** Start of TEXT PROVIDED **
Went to Home Depot the other day to fix my doorbell and bought this: https://www.homedepot.com/p/Hampton-Bay-16VAC-30VA-Transformer-Compatible-with-All-Video-Door-Bells-HB-130-03/309792479

It's: "output: 16 VAC/30 VA" but all the "regular" doorbells they had were 12 volt. Is it an issue that the voltage doesn't match? I know it's low voltage and probably not a big deal but I'd rather do things correctly if I can. That was the only transformer they sold but I see on their website they have this: https://www.homedepot.com/p/Newhouse-Hardware-Wired-16-Volt-AC-10-Volt-A-Doorbell-Transformer-for-Wired-Door-Chimes-UL-Class-2-Certified-16TR/206973663

That one says 10 volts which still doesn't match the 12 v doorbell. Kinda weird to me that nothing matches the "standard" 12 volt doorbells.

Everything I google is all "ring doorbell, ring camera, ring, ring ring". I just want a regular doorbell. Congrats to Ring I guess for their market penetration but does anybody know?
** End of TEXT PROVIDED **
- **REQUIRED TASK A**:
Answer these questions using the doorbell post.
(i) What output is listed for the transformer bought at Home Depot?
(ii) What voltage were all the "regular" doorbells in the store?
(iii) How many transformers did the store sell?
- **REQUIRED TASK B**: Reproduce the doorbell post word for word, starting at "Went to Home" and ending with, and including, "12 volt doorbells.".
The entries that follow have no connection to the doorbell post.
** Start of DATA **
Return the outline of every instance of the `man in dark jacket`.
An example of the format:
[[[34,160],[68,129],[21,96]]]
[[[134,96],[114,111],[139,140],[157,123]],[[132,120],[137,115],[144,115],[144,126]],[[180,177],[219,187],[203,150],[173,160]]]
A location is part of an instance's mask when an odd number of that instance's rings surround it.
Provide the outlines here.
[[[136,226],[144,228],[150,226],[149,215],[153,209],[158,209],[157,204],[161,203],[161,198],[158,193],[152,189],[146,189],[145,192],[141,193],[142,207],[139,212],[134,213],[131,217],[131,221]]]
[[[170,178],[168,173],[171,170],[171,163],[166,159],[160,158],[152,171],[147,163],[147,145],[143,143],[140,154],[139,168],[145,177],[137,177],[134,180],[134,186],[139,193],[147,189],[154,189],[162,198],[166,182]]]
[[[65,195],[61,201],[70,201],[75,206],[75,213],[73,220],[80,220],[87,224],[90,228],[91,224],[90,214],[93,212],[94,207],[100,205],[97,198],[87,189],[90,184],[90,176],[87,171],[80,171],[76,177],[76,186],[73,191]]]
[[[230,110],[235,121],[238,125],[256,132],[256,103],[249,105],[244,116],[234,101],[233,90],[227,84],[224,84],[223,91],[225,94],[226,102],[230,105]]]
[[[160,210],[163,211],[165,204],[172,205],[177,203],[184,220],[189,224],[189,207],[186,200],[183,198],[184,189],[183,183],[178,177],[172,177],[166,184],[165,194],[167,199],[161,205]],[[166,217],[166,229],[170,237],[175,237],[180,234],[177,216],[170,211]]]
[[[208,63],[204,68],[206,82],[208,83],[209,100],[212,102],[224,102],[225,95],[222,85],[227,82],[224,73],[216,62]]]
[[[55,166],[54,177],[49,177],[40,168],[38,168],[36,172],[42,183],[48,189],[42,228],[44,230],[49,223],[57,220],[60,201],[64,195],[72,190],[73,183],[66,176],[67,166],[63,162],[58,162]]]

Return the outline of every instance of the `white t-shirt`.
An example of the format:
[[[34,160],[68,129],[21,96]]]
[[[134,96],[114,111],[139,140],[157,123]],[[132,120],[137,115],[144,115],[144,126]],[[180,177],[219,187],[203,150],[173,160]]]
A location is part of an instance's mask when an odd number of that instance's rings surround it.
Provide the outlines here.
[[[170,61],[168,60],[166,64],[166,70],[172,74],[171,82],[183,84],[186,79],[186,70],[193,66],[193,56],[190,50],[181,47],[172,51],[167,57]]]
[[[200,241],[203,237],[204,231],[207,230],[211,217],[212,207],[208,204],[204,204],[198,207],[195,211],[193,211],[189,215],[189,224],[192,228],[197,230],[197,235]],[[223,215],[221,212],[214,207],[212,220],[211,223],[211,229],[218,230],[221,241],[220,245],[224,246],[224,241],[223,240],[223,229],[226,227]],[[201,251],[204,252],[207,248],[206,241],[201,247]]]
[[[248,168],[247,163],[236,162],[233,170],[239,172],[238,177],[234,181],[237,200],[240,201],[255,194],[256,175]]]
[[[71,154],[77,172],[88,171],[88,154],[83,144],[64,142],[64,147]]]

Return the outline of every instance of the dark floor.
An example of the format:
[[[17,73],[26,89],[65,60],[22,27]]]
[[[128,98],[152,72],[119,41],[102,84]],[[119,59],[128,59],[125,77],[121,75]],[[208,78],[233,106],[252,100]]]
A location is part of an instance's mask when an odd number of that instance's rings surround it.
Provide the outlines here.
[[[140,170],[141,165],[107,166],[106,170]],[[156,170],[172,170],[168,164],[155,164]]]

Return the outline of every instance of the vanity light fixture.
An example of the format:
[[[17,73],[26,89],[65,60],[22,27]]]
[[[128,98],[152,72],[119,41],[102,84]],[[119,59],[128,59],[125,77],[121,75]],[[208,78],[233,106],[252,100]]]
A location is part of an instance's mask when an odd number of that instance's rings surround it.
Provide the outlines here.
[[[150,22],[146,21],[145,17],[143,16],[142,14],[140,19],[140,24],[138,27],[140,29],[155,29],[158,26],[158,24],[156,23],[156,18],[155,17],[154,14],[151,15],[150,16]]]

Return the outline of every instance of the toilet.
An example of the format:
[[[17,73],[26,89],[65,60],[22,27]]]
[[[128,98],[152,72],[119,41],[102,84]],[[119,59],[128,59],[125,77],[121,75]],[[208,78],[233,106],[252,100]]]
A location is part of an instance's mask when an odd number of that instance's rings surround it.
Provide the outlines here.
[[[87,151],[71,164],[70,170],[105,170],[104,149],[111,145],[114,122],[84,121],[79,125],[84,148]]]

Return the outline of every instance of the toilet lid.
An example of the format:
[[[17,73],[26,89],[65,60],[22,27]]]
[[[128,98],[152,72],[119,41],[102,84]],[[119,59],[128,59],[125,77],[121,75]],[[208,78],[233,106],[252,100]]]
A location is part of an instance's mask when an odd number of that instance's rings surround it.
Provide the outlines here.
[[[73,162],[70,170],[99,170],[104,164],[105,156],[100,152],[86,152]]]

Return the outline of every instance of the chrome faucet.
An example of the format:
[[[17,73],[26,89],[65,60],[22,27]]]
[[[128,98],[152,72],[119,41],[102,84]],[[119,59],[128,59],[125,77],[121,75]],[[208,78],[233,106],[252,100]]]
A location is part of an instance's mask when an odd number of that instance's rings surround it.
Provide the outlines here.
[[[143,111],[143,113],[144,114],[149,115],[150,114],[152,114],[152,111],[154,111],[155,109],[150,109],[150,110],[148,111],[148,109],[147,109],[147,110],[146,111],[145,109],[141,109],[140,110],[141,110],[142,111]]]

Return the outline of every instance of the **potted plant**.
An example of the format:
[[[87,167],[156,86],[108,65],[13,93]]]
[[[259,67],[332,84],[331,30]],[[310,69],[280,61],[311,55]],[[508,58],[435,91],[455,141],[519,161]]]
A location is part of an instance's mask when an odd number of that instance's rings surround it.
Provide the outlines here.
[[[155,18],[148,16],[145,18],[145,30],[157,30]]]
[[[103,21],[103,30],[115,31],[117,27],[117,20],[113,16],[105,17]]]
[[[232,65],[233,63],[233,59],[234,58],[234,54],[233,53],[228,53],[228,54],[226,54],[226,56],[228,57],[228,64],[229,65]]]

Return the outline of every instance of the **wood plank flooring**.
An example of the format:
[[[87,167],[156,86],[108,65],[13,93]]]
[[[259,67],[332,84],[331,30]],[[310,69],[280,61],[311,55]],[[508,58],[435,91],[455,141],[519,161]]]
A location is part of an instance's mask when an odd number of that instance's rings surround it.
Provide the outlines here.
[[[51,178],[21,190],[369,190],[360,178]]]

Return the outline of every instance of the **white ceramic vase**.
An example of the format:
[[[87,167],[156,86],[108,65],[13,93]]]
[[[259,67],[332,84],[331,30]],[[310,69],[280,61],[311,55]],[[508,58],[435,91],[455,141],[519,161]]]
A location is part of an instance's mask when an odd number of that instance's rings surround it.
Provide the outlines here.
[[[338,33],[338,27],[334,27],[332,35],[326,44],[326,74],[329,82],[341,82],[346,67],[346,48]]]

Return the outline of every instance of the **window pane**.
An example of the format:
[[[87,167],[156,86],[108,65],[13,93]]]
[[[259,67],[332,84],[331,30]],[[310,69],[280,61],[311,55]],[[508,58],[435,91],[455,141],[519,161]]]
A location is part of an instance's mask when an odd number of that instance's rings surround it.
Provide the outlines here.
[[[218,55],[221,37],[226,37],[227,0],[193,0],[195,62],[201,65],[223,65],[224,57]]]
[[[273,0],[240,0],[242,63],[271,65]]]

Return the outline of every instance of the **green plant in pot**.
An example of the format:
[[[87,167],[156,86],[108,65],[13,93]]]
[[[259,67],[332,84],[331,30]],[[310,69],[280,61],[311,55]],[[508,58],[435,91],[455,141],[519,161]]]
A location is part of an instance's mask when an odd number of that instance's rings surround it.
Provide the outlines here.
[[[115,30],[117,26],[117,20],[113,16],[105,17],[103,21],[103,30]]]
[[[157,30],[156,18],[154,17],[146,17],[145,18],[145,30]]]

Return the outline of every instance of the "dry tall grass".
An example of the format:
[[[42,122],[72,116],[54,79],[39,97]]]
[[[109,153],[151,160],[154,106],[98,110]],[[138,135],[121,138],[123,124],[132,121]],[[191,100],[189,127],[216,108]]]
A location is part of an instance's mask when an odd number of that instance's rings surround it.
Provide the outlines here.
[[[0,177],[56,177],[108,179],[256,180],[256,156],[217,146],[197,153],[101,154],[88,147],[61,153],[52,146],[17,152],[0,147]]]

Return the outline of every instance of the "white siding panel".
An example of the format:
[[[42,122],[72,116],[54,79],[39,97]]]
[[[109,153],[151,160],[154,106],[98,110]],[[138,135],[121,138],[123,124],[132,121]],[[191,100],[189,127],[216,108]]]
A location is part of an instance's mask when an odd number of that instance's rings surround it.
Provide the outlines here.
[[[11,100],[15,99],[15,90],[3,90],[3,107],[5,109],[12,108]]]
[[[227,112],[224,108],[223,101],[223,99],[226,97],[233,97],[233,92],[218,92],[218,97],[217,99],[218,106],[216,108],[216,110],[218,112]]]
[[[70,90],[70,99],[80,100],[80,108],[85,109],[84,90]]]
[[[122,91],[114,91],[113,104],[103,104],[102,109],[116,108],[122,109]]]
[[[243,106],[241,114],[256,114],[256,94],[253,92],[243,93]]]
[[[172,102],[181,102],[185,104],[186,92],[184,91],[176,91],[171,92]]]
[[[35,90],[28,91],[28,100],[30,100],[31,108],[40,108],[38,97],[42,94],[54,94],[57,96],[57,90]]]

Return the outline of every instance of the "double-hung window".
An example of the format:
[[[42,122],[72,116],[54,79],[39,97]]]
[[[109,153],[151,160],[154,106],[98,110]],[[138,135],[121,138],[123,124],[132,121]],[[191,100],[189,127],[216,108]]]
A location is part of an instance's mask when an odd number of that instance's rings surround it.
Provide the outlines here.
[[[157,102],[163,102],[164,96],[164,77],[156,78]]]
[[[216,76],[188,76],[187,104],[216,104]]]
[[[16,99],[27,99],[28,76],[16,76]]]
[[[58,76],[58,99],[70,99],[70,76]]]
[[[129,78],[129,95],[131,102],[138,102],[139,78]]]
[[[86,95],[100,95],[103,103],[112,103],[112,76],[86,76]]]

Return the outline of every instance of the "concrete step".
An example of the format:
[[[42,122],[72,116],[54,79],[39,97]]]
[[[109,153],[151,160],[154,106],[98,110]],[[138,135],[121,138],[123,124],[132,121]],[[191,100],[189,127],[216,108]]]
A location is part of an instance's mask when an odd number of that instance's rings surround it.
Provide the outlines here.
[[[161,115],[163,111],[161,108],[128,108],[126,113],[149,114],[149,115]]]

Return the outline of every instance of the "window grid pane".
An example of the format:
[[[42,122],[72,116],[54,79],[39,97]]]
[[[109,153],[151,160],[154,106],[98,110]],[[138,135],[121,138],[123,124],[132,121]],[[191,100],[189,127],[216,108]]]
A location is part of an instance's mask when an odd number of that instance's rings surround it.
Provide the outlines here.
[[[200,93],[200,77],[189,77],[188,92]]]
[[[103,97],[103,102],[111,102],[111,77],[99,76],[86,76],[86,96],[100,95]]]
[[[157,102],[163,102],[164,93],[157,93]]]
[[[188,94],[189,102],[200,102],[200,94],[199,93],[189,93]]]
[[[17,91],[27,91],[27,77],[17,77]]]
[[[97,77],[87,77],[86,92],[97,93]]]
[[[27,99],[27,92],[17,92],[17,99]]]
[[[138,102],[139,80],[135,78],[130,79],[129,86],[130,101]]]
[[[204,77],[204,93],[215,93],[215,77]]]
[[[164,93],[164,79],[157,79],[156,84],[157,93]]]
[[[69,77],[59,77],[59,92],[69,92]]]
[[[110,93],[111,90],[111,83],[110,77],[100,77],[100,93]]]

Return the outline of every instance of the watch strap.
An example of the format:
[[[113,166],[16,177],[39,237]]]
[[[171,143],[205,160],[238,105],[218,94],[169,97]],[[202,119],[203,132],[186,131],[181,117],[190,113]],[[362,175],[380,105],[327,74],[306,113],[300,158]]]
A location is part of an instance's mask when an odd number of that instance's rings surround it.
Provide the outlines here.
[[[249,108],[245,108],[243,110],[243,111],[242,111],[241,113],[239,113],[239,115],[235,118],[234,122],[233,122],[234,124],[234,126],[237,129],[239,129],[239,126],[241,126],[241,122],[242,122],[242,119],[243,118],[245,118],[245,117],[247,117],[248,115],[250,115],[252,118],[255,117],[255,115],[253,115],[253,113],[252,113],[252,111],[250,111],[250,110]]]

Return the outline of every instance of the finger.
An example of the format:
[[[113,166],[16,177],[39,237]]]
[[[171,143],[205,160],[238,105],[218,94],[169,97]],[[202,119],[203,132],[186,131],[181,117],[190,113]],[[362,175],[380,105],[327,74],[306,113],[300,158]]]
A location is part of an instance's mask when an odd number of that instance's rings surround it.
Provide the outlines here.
** End of DATA **
- **ANSWER A**:
(i) 16 VAC/30 VA
(ii) 12 volt
(iii) Only one

- **ANSWER B**:
Went to Home Depot the other day to fix my doorbell and bought this: https://www.homedepot.com/p/Hampton-Bay-16VAC-30VA-Transformer-Compatible-with-All-Video-Door-Bells-HB-130-03/309792479

It's: "output: 16 VAC/30 VA" but all the "regular" doorbells they had were 12 volt. Is it an issue that the voltage doesn't match? I know it's low voltage and probably not a big deal but I'd rather do things correctly if I can. That was the only transformer they sold but I see on their website they have this: https://www.homedepot.com/p/Newhouse-Hardware-Wired-16-Volt-AC-10-Volt-A-Doorbell-Transformer-for-Wired-Door-Chimes-UL-Class-2-Certified-16TR/206973663

That one says 10 volts which still doesn't match the 12 v doorbell. Kinda weird to me that nothing matches the "standard" 12 volt doorbells.